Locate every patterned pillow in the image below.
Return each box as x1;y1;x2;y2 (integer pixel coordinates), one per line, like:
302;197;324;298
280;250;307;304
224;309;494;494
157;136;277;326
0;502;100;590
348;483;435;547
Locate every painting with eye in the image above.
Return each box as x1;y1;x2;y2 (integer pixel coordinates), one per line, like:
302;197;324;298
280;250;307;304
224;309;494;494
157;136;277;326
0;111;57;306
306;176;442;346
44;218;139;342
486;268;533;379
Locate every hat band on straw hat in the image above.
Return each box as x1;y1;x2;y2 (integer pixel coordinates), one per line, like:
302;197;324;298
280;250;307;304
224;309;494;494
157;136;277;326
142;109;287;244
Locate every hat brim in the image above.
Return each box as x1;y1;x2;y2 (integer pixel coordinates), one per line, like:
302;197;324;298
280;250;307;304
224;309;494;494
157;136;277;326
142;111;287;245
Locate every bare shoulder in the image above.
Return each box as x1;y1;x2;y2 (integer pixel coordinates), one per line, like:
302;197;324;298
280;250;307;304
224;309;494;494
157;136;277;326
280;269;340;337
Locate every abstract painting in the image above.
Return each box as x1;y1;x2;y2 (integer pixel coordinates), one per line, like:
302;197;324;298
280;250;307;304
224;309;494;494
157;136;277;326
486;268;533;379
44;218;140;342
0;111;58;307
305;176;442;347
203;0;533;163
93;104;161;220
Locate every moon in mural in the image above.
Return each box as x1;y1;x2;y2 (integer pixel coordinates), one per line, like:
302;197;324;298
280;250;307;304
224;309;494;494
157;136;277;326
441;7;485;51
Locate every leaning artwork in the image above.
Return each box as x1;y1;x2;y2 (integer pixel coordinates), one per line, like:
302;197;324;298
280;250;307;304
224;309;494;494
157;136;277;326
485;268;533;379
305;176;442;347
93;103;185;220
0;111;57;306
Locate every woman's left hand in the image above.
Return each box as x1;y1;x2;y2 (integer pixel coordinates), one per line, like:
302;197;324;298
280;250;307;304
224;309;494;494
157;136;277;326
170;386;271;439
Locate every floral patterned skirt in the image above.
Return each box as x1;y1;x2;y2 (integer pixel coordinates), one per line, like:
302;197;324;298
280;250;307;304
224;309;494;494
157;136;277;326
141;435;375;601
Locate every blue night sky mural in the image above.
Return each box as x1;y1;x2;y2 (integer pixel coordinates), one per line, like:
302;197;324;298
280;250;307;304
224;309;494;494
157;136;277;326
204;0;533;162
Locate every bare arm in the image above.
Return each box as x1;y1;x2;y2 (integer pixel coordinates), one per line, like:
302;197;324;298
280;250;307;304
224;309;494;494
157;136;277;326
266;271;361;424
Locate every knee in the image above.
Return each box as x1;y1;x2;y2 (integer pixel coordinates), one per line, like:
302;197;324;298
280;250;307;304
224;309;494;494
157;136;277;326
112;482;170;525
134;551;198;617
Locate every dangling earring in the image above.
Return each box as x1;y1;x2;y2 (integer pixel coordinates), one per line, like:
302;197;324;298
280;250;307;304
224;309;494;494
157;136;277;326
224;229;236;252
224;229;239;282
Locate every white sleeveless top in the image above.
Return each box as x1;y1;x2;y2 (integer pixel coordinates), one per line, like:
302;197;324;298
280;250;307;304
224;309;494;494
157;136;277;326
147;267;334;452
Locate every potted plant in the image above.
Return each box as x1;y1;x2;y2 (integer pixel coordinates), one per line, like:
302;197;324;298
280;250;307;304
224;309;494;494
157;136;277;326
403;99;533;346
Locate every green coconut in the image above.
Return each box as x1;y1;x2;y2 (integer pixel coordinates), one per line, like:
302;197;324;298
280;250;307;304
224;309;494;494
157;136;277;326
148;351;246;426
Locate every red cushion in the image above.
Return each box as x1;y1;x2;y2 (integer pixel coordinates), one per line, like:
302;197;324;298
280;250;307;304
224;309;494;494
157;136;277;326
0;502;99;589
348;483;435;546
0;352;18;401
###
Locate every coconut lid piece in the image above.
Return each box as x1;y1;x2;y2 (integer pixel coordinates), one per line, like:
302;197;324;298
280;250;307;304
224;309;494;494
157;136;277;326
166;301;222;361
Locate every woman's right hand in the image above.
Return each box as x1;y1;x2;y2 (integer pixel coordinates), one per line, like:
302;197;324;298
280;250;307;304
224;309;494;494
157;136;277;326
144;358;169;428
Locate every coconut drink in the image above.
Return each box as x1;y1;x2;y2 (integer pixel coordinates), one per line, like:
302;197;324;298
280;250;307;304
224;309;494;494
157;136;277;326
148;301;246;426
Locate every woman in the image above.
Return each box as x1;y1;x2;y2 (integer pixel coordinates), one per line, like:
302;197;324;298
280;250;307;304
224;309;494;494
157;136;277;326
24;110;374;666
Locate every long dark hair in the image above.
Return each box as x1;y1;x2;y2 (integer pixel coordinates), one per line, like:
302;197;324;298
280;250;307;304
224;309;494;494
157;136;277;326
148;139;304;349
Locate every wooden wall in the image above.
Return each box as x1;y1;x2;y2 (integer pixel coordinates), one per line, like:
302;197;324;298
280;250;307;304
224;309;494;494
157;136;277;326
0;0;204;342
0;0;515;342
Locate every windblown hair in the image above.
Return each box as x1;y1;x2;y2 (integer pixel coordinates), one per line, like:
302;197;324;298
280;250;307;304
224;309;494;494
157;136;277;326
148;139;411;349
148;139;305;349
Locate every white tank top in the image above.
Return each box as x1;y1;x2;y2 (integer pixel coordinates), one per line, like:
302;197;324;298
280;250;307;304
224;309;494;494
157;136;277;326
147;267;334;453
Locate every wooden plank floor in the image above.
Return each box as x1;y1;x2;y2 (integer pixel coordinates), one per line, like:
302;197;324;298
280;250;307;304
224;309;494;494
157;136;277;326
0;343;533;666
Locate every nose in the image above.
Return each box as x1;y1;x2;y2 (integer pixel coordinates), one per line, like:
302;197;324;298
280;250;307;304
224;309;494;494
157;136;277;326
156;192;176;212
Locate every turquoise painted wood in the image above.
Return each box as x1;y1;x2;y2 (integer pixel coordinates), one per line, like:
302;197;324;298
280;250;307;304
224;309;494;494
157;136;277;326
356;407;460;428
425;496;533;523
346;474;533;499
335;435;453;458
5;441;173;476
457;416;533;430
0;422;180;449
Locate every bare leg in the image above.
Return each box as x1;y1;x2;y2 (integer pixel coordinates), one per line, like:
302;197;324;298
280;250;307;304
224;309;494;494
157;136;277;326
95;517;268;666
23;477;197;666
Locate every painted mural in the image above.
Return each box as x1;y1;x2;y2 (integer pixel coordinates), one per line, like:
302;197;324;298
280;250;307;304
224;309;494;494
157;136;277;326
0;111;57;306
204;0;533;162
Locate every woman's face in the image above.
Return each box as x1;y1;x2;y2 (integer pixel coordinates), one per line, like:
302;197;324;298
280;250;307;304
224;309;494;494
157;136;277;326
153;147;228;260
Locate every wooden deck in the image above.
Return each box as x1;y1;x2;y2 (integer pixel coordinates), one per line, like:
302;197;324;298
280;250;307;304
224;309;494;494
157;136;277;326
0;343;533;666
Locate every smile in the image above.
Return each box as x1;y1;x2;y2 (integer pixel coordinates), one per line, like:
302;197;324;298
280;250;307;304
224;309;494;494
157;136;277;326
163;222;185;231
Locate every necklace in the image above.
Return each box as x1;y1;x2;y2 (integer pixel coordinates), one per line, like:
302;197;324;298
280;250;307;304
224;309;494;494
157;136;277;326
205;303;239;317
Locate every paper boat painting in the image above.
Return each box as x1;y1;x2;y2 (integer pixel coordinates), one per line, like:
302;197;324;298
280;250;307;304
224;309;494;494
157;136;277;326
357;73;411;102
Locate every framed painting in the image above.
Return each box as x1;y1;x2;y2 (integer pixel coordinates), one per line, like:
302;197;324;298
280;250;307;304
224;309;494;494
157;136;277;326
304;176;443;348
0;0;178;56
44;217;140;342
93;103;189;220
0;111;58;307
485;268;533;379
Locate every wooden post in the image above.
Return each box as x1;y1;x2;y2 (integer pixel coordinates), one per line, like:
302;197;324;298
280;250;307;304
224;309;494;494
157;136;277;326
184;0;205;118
###
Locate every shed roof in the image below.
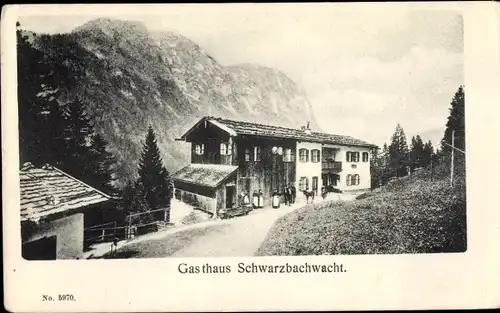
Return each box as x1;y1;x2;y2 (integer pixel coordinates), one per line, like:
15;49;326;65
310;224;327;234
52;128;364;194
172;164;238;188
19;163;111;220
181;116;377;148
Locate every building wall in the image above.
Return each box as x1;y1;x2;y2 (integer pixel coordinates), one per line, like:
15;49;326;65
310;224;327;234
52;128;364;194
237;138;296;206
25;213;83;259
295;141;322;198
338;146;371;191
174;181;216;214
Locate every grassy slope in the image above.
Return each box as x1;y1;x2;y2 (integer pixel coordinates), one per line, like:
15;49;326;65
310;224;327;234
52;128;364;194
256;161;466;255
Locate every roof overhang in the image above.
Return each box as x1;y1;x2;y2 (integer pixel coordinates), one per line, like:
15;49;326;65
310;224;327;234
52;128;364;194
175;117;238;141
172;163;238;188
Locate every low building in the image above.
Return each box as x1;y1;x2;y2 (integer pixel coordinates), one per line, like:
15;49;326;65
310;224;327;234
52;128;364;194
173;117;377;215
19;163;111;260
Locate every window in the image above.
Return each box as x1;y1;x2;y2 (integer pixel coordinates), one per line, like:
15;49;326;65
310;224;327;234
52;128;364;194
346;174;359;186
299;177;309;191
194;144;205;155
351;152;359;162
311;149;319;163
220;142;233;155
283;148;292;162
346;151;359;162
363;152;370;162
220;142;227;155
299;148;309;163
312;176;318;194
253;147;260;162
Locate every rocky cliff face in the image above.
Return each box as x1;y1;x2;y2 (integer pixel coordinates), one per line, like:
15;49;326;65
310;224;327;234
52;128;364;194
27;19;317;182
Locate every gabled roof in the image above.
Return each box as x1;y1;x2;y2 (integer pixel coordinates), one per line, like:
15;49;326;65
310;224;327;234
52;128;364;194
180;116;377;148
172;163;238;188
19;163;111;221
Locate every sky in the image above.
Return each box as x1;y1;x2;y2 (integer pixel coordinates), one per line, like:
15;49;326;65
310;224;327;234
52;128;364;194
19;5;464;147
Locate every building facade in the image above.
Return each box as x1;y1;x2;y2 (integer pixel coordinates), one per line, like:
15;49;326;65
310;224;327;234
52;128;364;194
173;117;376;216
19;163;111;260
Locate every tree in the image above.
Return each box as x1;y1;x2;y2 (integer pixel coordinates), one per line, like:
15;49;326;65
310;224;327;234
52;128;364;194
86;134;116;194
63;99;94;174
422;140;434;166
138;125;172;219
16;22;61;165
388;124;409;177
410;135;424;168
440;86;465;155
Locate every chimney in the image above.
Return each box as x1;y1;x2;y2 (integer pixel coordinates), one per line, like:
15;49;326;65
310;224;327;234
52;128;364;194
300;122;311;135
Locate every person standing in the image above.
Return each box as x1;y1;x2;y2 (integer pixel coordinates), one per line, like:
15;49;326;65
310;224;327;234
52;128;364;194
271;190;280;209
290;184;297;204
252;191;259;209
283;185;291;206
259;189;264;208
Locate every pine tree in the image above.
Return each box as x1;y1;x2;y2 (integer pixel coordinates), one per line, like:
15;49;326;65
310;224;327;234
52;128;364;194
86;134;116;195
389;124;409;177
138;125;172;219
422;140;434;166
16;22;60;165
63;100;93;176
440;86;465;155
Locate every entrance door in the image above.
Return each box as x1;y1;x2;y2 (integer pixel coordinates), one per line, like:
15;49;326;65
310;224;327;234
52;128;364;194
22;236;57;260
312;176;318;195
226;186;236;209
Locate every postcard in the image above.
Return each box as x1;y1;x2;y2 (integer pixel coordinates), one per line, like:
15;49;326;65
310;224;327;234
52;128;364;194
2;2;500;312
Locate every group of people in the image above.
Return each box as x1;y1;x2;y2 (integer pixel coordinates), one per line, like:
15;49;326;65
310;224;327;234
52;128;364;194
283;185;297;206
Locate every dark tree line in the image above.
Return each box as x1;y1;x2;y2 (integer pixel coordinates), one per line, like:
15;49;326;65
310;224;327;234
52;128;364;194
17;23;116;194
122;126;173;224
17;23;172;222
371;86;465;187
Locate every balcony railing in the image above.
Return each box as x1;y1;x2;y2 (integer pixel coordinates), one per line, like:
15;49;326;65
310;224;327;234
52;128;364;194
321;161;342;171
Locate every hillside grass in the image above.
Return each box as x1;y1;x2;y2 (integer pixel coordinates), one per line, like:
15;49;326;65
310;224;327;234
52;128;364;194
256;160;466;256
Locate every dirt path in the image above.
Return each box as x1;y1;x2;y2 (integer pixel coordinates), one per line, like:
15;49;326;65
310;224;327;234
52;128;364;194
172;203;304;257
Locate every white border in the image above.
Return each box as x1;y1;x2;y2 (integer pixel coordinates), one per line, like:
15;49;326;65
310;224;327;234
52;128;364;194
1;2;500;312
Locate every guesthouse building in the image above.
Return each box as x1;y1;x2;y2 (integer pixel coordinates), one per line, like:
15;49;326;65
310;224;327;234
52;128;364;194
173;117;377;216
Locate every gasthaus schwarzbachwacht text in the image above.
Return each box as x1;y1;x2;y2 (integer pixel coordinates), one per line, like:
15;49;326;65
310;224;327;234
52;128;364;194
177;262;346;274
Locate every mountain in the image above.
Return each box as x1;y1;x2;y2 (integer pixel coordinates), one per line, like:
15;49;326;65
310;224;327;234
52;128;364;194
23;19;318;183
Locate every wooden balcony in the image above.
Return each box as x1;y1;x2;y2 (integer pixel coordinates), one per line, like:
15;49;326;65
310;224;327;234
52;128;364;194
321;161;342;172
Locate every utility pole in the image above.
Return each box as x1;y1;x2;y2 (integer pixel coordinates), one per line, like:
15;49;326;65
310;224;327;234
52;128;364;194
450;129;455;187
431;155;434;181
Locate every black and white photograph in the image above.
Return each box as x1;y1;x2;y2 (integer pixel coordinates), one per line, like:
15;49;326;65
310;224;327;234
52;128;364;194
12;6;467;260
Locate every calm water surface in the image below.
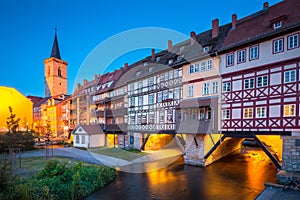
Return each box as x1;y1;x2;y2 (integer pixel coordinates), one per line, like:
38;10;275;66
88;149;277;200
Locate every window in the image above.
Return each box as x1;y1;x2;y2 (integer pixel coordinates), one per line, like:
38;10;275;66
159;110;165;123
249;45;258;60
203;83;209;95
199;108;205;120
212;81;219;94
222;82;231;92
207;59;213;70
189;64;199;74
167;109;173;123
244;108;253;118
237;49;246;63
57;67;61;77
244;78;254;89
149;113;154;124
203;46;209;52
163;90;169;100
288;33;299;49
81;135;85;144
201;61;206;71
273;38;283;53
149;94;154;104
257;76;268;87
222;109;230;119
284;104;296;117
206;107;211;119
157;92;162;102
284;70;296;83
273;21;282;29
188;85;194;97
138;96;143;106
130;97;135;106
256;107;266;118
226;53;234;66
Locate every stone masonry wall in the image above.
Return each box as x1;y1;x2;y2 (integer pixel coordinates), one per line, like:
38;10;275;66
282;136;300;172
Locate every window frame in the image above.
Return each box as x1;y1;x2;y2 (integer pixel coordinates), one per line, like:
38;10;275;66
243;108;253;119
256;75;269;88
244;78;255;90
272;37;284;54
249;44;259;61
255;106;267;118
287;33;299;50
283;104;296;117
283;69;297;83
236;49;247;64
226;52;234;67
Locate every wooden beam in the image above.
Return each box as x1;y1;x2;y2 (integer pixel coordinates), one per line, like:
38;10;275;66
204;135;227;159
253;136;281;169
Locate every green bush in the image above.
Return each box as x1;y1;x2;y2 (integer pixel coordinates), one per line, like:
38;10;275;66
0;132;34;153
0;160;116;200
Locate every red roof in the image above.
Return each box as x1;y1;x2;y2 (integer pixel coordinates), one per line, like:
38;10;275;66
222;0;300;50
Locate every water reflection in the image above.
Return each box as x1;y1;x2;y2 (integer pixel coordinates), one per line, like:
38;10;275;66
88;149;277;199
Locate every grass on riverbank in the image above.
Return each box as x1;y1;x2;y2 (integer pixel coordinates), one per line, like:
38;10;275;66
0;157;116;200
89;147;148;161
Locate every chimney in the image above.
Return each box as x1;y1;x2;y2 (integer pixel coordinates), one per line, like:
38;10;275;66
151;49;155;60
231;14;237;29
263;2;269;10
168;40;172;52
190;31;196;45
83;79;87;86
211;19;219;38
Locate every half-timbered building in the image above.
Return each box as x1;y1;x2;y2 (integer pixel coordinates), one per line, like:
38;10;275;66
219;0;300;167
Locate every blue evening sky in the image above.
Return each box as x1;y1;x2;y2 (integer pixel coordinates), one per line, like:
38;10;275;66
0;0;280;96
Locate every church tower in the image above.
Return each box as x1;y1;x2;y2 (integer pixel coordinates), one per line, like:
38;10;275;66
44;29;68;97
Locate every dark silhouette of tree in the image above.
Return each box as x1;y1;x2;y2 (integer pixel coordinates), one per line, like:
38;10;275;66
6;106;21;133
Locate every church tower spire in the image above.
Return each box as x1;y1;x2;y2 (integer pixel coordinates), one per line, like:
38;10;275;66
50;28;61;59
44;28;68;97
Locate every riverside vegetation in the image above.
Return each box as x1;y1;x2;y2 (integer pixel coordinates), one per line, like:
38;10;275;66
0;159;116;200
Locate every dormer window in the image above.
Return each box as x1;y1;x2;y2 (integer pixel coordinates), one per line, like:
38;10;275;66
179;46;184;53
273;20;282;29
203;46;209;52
###
> **Instructions for the task**:
Gather every line in the rows above that contains the word "balcony", copying each one in full.

> **Task solution**:
Locate every balcony railing in the image above.
Locate every wooden balcony in the image above.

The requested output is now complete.